An exact copy of the listing is required.

[[ DATA LISTING, beginning ]]

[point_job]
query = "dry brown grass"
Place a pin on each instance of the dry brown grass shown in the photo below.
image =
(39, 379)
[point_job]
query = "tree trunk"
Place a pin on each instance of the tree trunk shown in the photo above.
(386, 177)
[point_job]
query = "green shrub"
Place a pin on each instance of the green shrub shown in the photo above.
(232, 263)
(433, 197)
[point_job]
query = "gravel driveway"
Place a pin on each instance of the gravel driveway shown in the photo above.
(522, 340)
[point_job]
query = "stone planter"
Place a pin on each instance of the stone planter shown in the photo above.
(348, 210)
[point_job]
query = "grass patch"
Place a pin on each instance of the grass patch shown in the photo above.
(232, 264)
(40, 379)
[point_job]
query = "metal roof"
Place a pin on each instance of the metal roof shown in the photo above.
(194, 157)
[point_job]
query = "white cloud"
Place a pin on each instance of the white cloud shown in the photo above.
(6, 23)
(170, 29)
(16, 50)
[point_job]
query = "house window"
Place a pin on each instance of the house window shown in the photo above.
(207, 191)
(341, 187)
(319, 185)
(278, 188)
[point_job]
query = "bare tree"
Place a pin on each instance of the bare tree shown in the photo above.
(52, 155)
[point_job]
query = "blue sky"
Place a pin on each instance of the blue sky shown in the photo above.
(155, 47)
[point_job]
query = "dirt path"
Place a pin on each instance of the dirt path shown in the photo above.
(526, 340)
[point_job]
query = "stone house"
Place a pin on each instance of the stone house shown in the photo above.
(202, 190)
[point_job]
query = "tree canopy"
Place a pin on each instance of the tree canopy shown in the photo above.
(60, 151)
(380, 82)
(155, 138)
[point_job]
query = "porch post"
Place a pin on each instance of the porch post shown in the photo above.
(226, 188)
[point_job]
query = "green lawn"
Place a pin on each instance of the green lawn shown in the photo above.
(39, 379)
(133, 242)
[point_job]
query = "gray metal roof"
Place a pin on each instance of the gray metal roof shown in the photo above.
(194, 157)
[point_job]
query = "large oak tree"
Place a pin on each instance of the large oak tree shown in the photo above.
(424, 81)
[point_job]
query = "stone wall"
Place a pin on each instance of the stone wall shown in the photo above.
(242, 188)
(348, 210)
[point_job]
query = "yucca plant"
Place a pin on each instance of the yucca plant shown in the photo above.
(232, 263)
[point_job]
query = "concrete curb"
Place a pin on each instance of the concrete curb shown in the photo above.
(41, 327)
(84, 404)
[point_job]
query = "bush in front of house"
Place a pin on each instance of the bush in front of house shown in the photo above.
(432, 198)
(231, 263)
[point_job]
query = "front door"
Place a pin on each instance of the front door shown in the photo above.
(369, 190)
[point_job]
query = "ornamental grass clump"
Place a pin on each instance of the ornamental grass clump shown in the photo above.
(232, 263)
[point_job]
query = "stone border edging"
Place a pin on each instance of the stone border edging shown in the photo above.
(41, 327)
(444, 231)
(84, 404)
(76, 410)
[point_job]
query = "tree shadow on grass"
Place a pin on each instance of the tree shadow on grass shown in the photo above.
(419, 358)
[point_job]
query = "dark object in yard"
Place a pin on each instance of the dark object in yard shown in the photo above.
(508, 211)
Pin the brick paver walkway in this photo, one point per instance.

[[ DATA LISTING, end ]]

(RESPONSE BOX):
[point_job]
query = "dry brown grass"
Place a pin on each instance of the dry brown grass shown in the photo below.
image =
(39, 379)
[point_job]
query = "tree trunk"
Place a pin on each instance of the tree trunk shown in the photo above.
(386, 177)
[point_job]
query = "green shrub"
Place a pin on each instance of the green shrub shown in the photo above.
(232, 263)
(433, 197)
[point_job]
query = "gravel driveway"
Place a pin on each instance of the gravel driveway shown in the photo above.
(522, 340)
[point_job]
query = "stone planter"
Place a pin on each instance of the stone planter shown in the photo above.
(348, 210)
[point_job]
query = "grass patch"
Place a pin on each instance of the grass patch shown in the photo above.
(232, 264)
(40, 379)
[point_job]
query = "metal roof"
Place a pin on each instance of the metal roof shown in the photo above.
(194, 157)
[point_job]
query = "white cloud"
Place a pin on each instance of the white cloud shown in the photo above.
(6, 23)
(170, 29)
(16, 50)
[point_job]
query = "house window"
Place a pin on each instance of the house window shown in the photo above.
(207, 191)
(341, 187)
(319, 185)
(278, 188)
[point_job]
query = "bare tree"
Place a pin on each instance of the bare tree shown in the photo above.
(52, 155)
[point_job]
query = "blue sky"
Place a pin on each instance of the blue sky shown in the photo above.
(155, 47)
[point_job]
query = "dirt path"
Place a pin on each instance of the dirt path shown in the photo above.
(526, 340)
[point_job]
query = "stone house"
Place a pin on each instance of the stone house shown in the photo above.
(202, 190)
[point_job]
query = "tree canopy"
Place a pin on each instance of the tree canopy shown in the photo above.
(60, 151)
(380, 82)
(155, 138)
[point_job]
query = "porch post"
Place a pin on each instance of the porch post shown in the photo above.
(226, 188)
[point_job]
query = "green lawn"
Place a pin on each instance of the green lawn shown in the photo above.
(39, 379)
(133, 242)
[point_job]
query = "gray metal roof"
Place a pin on each instance of the gray metal roof shown in the photo above.
(194, 157)
[point_job]
query = "large oak tree"
Place a pin on each instance of the large oak tree shown in the photo above.
(424, 81)
[point_job]
query = "stone wall"
Place a pin on each instance of the stone wall shown in the photo above.
(242, 188)
(348, 210)
[point_job]
query = "yucca plant"
Place a pin on each instance of the yucca plant shown in the photo above.
(232, 263)
[point_job]
query = "concrete curb"
Place a pin on each instance of the concrete curb shown in the photo above.
(41, 327)
(84, 404)
[point_job]
query = "bush in front of house"
Place a pin on each instance of the bush in front of house shown in the photo above.
(432, 198)
(231, 263)
[point_job]
query = "front door"
Place a pin on each instance of the front door shown in the photo above.
(369, 190)
[point_job]
query = "ornamental grass clump"
Place a pin on each instance of the ornamental grass clump shown in the photo above.
(232, 263)
[point_job]
query = "stone border edging"
Place a pin on each instance of the stone border edging shown in the photo above.
(41, 327)
(444, 231)
(84, 404)
(76, 410)
[point_job]
query = "tree shadow on grass"
Place a pin on each instance of the tree shadow on grass shown in the photo above.
(419, 358)
[point_job]
query = "dark object in yard"
Place a pin on each instance of the dark object in yard shown in the photo above.
(508, 211)
Pin the brick paver walkway in this photo, one point per instance.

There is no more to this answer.